[Work instructions]: Beginning at the line with "of the blue", output each line to the end of the listing below exactly, please.

[Supplied information]:
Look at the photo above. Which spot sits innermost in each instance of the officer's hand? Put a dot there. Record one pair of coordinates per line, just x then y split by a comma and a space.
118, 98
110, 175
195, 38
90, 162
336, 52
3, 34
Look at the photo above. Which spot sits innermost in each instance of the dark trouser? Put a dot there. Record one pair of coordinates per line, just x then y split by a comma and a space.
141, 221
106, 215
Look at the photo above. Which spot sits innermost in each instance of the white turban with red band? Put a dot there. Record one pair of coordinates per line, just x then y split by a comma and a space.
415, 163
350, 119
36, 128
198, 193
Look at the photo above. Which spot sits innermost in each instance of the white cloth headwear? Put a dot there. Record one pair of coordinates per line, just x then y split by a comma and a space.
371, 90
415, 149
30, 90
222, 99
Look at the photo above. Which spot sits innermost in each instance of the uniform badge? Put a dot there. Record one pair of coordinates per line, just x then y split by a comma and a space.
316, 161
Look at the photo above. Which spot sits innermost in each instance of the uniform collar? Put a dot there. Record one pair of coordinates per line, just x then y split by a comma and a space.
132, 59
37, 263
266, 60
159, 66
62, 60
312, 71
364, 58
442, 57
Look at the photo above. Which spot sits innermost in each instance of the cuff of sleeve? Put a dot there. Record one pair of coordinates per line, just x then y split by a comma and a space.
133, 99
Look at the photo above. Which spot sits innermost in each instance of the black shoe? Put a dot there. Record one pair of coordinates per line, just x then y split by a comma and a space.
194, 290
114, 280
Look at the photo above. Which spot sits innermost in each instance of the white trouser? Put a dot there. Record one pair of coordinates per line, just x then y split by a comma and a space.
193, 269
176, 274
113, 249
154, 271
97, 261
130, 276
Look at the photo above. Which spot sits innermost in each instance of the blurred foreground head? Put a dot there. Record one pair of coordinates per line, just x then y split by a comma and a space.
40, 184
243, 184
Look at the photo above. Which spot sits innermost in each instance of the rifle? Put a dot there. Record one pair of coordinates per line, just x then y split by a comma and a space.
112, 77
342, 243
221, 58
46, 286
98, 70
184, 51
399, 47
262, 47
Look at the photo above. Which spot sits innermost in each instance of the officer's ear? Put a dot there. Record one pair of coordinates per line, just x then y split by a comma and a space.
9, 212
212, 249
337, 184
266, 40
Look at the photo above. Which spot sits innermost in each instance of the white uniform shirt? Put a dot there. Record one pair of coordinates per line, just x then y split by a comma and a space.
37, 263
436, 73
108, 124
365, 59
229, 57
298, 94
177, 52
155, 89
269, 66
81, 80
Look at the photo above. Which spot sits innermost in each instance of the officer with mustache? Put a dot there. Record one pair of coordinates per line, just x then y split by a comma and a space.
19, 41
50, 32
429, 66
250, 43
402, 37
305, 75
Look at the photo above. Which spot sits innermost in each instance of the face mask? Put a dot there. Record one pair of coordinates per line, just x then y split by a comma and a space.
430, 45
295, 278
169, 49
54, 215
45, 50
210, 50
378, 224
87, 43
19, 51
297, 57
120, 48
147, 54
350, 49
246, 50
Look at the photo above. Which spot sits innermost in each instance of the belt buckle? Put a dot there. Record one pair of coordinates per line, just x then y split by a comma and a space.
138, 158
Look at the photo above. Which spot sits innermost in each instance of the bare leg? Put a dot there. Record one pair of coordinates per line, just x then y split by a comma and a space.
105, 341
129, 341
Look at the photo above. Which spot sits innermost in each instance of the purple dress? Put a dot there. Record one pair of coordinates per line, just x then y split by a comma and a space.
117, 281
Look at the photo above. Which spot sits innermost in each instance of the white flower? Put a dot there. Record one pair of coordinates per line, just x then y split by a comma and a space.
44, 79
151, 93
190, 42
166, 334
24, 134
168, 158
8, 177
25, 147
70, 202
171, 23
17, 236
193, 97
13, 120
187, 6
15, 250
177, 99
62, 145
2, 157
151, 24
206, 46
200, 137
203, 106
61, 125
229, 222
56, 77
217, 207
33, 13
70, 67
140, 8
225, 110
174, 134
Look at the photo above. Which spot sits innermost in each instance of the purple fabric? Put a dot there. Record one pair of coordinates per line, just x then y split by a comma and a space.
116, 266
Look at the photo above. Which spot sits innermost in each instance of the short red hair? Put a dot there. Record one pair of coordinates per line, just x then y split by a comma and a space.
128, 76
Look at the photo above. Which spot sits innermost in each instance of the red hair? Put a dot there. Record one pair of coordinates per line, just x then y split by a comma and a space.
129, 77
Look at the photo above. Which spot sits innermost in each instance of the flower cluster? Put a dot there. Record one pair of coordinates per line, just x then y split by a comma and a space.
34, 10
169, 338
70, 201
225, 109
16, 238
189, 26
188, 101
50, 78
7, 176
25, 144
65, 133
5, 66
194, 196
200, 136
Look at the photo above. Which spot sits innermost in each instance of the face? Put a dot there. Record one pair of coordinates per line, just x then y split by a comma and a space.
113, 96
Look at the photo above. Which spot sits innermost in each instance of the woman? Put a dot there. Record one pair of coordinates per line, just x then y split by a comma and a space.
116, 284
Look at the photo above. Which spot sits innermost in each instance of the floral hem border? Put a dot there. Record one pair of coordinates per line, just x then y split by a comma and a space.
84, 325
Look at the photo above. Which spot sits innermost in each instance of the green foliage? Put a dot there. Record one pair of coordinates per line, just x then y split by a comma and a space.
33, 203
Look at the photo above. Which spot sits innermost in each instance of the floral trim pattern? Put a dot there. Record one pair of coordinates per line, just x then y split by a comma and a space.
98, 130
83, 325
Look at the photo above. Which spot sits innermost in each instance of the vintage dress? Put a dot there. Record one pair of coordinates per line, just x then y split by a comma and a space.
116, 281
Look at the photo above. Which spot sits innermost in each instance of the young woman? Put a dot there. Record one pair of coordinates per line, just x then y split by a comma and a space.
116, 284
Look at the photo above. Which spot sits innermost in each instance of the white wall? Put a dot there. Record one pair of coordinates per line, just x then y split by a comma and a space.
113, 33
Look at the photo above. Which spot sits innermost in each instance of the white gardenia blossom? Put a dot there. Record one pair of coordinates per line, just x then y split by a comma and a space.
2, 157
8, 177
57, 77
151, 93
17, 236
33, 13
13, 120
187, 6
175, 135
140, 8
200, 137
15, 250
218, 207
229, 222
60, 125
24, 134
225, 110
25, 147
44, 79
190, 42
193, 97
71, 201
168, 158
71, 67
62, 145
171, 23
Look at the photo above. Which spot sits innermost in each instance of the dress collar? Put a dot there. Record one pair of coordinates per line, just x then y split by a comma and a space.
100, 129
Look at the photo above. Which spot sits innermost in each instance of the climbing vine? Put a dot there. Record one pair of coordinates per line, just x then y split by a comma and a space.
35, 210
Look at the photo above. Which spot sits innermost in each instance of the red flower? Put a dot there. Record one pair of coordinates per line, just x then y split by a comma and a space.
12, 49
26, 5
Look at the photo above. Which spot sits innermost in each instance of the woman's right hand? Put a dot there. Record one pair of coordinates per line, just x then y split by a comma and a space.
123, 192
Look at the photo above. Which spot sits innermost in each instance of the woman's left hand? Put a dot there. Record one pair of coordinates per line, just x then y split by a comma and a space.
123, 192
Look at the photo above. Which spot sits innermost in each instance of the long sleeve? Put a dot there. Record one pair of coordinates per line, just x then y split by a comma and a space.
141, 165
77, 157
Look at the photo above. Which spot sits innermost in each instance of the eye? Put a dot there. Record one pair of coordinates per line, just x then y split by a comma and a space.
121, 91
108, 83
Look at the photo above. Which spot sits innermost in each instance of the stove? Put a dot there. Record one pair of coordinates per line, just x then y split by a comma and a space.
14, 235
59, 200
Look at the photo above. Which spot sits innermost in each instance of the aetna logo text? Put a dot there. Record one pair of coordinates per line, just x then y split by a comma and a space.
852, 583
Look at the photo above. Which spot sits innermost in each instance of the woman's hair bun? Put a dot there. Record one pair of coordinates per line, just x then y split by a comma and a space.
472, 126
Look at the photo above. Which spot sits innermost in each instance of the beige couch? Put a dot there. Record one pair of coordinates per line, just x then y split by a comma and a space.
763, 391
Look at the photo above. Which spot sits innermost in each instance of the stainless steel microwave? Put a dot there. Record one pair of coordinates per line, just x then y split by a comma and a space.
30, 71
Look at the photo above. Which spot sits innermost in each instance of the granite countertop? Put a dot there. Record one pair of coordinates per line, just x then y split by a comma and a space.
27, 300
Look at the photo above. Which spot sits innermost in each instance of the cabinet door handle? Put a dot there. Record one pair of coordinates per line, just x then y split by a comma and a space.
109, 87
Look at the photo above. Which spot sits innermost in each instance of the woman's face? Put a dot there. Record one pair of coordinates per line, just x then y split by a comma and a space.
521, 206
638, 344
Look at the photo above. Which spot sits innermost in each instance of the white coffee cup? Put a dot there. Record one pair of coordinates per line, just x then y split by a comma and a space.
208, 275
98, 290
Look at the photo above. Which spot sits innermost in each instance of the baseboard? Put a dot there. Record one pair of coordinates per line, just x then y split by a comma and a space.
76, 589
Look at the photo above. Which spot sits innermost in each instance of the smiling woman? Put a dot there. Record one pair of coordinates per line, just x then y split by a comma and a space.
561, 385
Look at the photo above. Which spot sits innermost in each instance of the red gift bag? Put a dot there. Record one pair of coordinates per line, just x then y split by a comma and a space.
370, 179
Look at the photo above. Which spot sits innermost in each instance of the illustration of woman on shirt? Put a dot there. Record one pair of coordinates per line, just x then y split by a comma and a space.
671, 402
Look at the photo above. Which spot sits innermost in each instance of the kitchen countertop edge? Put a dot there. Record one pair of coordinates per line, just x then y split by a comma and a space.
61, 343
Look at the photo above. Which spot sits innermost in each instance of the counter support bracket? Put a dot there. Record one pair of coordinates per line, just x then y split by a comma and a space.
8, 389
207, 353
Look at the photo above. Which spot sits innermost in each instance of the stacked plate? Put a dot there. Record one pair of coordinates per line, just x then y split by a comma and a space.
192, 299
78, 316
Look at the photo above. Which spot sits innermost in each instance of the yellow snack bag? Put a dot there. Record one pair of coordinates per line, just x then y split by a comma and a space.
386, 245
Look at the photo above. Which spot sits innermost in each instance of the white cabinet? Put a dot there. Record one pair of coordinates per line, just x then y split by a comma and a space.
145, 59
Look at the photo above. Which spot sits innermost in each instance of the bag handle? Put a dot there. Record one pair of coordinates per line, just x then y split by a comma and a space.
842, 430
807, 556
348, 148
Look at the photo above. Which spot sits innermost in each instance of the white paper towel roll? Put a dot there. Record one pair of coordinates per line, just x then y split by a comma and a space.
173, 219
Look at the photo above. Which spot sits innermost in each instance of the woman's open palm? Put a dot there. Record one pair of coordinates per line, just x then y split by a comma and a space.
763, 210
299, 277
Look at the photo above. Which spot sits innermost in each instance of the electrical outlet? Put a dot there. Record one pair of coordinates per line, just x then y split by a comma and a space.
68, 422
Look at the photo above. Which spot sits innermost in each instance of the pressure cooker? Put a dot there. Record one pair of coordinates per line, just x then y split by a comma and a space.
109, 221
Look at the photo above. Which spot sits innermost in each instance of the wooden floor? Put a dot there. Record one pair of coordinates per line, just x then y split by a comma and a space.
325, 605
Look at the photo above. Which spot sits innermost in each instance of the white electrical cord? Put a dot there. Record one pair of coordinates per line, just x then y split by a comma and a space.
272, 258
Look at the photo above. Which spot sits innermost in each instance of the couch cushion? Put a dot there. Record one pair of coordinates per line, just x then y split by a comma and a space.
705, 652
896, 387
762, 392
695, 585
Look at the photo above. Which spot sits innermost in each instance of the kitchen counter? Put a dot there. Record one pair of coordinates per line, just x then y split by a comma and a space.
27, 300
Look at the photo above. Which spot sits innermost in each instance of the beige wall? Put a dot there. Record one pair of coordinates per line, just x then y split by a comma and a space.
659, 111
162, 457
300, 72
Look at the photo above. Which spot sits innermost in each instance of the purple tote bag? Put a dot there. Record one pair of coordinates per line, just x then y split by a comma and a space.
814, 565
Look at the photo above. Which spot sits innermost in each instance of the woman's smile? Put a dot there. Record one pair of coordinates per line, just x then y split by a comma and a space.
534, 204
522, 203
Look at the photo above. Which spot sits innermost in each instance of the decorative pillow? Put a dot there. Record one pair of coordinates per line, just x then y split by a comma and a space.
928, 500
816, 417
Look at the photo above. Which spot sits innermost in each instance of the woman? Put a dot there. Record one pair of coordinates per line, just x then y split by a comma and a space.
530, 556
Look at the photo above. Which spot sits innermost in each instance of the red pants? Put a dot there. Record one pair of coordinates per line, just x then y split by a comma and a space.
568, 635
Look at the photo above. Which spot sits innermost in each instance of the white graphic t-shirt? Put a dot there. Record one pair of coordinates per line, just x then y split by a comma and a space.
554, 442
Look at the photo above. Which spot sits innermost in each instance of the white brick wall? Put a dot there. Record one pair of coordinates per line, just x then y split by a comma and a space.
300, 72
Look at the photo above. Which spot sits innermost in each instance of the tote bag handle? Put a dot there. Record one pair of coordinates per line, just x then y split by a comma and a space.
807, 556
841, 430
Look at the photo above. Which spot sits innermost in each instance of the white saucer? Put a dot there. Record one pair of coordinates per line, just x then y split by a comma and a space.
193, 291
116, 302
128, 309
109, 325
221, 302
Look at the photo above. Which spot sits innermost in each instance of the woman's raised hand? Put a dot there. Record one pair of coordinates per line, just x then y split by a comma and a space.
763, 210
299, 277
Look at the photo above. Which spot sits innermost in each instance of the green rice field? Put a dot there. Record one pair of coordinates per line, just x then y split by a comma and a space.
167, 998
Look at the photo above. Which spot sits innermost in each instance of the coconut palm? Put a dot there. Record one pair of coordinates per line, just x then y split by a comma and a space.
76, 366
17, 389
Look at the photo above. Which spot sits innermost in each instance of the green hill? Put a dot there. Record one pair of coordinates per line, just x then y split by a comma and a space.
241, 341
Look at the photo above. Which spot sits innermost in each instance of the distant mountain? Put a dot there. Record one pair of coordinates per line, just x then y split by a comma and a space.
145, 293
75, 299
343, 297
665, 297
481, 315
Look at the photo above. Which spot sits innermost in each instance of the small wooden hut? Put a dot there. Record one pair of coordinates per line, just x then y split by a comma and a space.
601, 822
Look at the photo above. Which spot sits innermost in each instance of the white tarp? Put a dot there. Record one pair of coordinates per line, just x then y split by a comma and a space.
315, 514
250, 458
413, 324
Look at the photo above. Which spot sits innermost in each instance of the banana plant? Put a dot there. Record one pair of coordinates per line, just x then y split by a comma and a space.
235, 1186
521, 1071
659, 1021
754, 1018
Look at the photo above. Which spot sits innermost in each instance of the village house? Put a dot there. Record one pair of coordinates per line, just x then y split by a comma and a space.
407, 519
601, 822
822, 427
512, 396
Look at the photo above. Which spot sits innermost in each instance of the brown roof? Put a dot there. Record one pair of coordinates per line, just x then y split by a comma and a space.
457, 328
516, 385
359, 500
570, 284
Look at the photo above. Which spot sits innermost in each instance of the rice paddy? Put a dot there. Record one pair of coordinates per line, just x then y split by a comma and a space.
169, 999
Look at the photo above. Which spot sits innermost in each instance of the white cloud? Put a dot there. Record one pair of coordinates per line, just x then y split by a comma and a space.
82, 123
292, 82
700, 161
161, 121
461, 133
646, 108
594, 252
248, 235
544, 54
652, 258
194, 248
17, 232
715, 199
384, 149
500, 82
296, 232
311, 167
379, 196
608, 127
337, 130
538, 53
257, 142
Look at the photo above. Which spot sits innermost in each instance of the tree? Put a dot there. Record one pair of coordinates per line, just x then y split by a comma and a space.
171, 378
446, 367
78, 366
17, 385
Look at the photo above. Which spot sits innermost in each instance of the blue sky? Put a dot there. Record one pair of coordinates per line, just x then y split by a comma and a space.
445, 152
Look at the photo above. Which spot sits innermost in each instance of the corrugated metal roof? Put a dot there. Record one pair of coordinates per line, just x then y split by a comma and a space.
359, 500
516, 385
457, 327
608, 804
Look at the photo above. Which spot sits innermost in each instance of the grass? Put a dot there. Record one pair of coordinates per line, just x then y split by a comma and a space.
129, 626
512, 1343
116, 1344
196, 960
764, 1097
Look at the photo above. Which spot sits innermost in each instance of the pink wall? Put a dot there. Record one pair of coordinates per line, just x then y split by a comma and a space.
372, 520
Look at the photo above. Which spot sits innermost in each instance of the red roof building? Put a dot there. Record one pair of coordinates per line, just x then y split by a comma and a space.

[Response below]:
Look at the photo above. Which spot sits innermost in each instance of the blue sky? Put a dot there. Record one pair of coordinates per line, just x then y split by a comma and a space.
445, 152
Look at the photo above. Which spot sits innermost in each instance of the corrugated metal roof? Put a dot there. Record one pair of coordinates per line, just x then y split by a comma and a space.
359, 500
516, 385
457, 327
608, 804
Look at the photo above. Which spot sits innermost in each instance of the grass? Put a dot there. Record one pair of coordinates per line, just x then y split by a comma and a space.
129, 626
512, 1343
116, 1344
196, 960
764, 1097
Look at the photo above. Which spot sits innermost in each instance of the pink wall? Put a dot there. Record one pair of coordinates per line, just x then y split by a comma and a space.
372, 520
Look at the photo above. Which spot sits innermost in each instance of the red roof building? Put a dot there. Record one pair of coordinates per line, just x then y split by a comma and a space.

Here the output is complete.